GIVEN REQUEST:
In your copy, leave out the pictures; write out all the data exactly.

^^^^

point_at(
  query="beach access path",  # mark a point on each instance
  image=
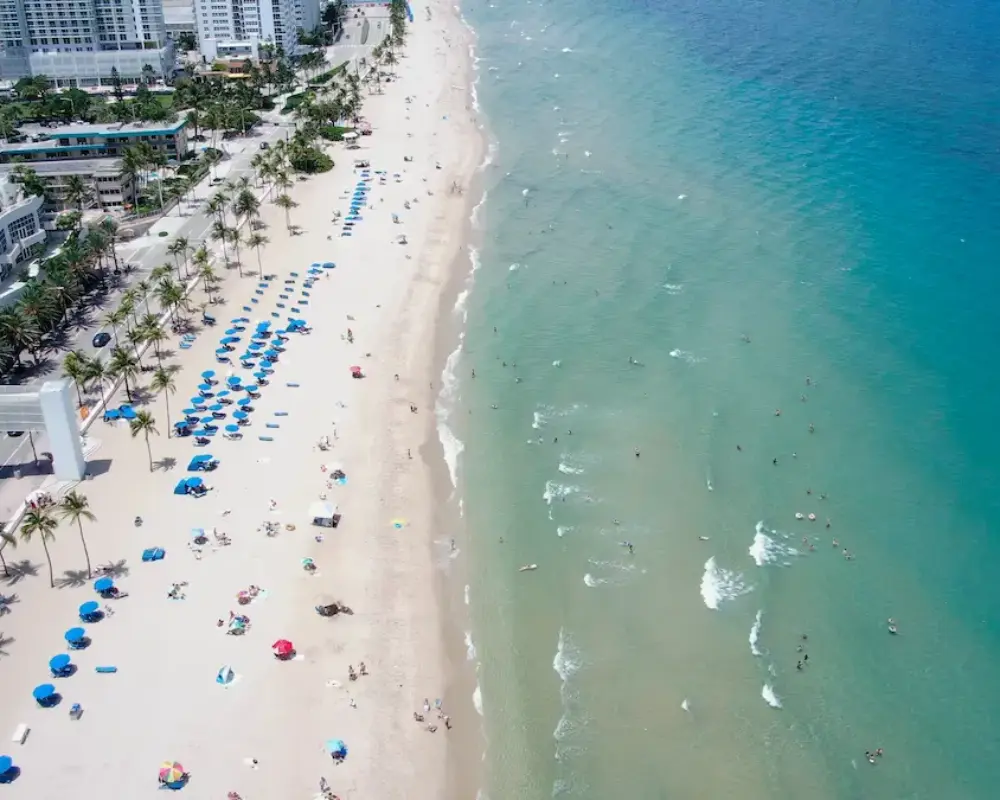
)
(263, 735)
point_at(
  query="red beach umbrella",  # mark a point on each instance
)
(283, 648)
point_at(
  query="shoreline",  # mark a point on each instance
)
(407, 624)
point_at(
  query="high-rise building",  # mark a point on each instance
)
(237, 28)
(79, 42)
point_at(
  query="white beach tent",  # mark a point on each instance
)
(323, 514)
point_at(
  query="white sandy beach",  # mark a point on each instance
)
(164, 702)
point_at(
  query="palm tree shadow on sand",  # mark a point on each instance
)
(17, 571)
(73, 579)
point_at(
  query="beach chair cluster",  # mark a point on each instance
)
(223, 406)
(358, 201)
(124, 411)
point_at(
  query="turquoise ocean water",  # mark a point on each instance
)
(671, 179)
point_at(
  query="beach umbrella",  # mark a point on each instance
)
(59, 663)
(283, 648)
(89, 608)
(171, 772)
(336, 747)
(43, 692)
(75, 635)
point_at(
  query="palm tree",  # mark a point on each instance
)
(286, 202)
(233, 234)
(208, 277)
(220, 233)
(257, 241)
(97, 371)
(110, 229)
(180, 247)
(40, 522)
(155, 335)
(76, 508)
(123, 365)
(115, 318)
(163, 383)
(137, 338)
(5, 540)
(144, 424)
(75, 368)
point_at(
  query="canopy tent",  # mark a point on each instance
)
(323, 514)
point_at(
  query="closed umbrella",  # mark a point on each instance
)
(283, 648)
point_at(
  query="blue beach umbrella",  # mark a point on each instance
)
(44, 692)
(59, 663)
(88, 608)
(75, 635)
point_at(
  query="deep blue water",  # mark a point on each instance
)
(823, 178)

^^^^

THE ANSWER:
point_at(
  query="beach access path",  # mark a point on each instance
  image=
)
(263, 735)
point_at(
  query="red beach umbrella",  # mark a point on each instance
)
(283, 648)
point_at(
  query="shoreline",  # mark a point on each instance
)
(407, 624)
point_at(
  query="high-rise building",  # mark a point on each instance
)
(237, 28)
(79, 42)
point_at(
  query="white beach tent",  # mark a point on each instance
)
(323, 514)
point_at(
  query="white sandy beach",  # mark a point on each instance
)
(164, 702)
point_at(
  query="palm tree shadow on sand",  # mark a point on each instance
)
(17, 571)
(73, 579)
point_at(
  query="beach chair cluster",  # mark a point on each instance
)
(223, 406)
(358, 201)
(124, 411)
point_at(
  query="turquoise ocean water",  # mark a point on each instance
)
(671, 179)
point_at(
  query="beach umbrella",  # mark a point on each instance
)
(59, 663)
(283, 648)
(89, 608)
(171, 772)
(336, 747)
(43, 692)
(75, 635)
point_at(
  query="palm tree",  # mark a point on each instance
)
(286, 202)
(233, 234)
(208, 277)
(220, 233)
(257, 241)
(97, 371)
(110, 229)
(180, 247)
(40, 522)
(155, 335)
(76, 508)
(123, 365)
(115, 318)
(163, 383)
(137, 338)
(5, 540)
(144, 424)
(75, 368)
point_at(
  query="canopy tent",  # mark a point on each instance
)
(323, 514)
point_at(
  query="closed umbrella",  # mark a point on each instance
)
(283, 648)
point_at(
  query="blue beach umbrella",  # mark a point on each instance
)
(44, 692)
(59, 663)
(88, 608)
(75, 635)
point_at(
  query="deep blue water",  # mark a point on each instance
)
(823, 178)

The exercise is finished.